TASK PROMPT |
Set down each entry from the block beneath, exactly as written.

··· EXTRACTED ENTRIES ···

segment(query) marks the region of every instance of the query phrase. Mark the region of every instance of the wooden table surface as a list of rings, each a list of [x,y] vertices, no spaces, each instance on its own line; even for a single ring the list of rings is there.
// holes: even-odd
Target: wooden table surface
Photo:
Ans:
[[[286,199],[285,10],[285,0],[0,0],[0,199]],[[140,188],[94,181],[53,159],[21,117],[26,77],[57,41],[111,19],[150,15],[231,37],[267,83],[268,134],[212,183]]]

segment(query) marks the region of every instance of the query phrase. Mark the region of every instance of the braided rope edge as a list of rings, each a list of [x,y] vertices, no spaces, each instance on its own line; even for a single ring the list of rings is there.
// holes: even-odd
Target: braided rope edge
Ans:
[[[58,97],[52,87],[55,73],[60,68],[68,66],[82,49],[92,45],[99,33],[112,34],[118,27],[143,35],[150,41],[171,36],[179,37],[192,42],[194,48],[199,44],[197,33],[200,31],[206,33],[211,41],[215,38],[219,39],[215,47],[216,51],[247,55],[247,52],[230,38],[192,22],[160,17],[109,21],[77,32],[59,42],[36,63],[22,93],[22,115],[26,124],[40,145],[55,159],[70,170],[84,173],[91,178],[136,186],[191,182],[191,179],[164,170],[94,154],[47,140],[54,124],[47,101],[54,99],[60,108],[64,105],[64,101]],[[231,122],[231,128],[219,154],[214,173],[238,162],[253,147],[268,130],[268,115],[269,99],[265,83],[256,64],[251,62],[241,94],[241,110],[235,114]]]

···

EXERCISE ANSWER |
segment(query) marks the region of every instance of the query phrase. Mark the region of every instance of the wooden table surface as a list of rings, each a list of [x,y] vertices, no spaces, each instance on its own line; even for a single ring the list of rings is there.
// holes: even-odd
Target: wooden table surface
Photo:
Ans:
[[[286,199],[285,10],[285,0],[0,0],[0,199]],[[140,188],[94,181],[53,159],[21,117],[26,77],[57,41],[111,19],[150,15],[231,37],[267,83],[268,134],[212,183]]]

segment(query) marks the region of every instance of the query phrase. Mark the region of every instance of the braided rope edge as a list of rings, each a list of [x,y] vertices, no spaces, each instance on its own line; even for a single ring the list of rings is there.
// holes: even-odd
Target: braided rope edge
Ans:
[[[58,97],[52,87],[55,73],[60,68],[68,66],[82,49],[92,45],[99,33],[112,34],[118,27],[143,35],[150,41],[171,36],[179,37],[192,42],[194,48],[199,44],[197,33],[200,31],[206,33],[211,41],[215,38],[219,39],[215,47],[216,51],[247,55],[247,52],[230,38],[192,22],[160,17],[109,21],[77,32],[59,42],[36,63],[22,93],[22,115],[26,124],[40,145],[55,159],[70,170],[84,173],[91,178],[136,186],[191,182],[191,179],[164,170],[94,154],[47,140],[54,124],[47,101],[54,99],[60,108],[64,105],[64,101]],[[231,122],[231,128],[219,154],[214,173],[238,162],[253,147],[268,130],[268,115],[269,99],[265,83],[256,64],[251,62],[241,94],[241,110],[235,114]]]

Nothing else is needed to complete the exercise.